*Requirement*: Starting at the line containing "spot the open field" and ending at the close of the entries, reproduce those lines with "flat plain" switched to "level plain" and nothing else altered.

Entries excerpted from a collection:
================================
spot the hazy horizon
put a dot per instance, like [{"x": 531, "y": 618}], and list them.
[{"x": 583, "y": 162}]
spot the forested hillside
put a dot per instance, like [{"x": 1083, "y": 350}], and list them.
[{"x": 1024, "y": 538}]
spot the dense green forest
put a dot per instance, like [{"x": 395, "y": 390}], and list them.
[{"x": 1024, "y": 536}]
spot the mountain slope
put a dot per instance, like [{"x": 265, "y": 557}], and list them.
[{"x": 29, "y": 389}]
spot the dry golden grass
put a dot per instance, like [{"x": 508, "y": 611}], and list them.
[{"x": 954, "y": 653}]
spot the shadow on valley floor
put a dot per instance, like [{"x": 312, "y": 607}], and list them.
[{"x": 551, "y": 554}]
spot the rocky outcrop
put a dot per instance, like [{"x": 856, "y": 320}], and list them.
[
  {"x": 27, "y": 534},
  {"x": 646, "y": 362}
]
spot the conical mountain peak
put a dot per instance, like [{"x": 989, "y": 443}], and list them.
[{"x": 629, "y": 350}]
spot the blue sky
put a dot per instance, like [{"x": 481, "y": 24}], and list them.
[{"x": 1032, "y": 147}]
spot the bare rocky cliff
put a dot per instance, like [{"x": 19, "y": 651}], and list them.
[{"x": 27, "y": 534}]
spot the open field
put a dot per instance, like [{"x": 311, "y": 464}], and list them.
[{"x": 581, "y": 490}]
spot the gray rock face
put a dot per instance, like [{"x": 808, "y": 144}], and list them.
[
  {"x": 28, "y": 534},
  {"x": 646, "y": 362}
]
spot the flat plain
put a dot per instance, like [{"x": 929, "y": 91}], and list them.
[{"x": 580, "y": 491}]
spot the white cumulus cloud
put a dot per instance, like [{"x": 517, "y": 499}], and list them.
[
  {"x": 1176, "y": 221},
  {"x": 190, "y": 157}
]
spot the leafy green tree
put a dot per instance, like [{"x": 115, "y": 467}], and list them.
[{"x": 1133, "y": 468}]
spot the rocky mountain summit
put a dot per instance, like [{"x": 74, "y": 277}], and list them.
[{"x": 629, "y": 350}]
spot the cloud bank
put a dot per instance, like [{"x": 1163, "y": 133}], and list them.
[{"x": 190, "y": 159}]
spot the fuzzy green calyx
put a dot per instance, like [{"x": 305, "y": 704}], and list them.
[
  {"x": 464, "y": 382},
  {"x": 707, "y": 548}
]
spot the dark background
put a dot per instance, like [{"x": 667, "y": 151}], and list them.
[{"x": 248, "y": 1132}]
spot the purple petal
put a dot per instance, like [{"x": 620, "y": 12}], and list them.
================================
*Problem solution*:
spot the open field
put a dot per instance, like [{"x": 311, "y": 464}], and list them.
[{"x": 581, "y": 490}]
spot the gray rock face
put a dot per instance, like [{"x": 808, "y": 144}], and list them.
[
  {"x": 28, "y": 534},
  {"x": 646, "y": 362}
]
spot the level plain
put a dot per instance, like [{"x": 929, "y": 91}], and list them.
[{"x": 580, "y": 491}]
spot the white cumulus cloud
put a dot per instance, like [{"x": 517, "y": 499}], and list them.
[
  {"x": 1176, "y": 221},
  {"x": 190, "y": 157}
]
spot the leafy green tree
put a dot per instance, like [{"x": 115, "y": 467}], and list them.
[{"x": 1133, "y": 468}]
spot the rocky mountain summit
put a dot per instance, like [{"x": 74, "y": 277}], and list them.
[{"x": 629, "y": 350}]
spot the cloud bank
put a dot per instance, like [{"x": 1163, "y": 133}], and list them.
[{"x": 190, "y": 159}]
spot the fuzzy green calyx
put a dot per instance, like [{"x": 305, "y": 704}], and list them.
[
  {"x": 464, "y": 382},
  {"x": 707, "y": 548}
]
spot the dark background
put a dot per instance, like [{"x": 667, "y": 151}], and list them.
[{"x": 248, "y": 1132}]
spot the purple petal
put a dot per instance, like [{"x": 620, "y": 12}], and list them.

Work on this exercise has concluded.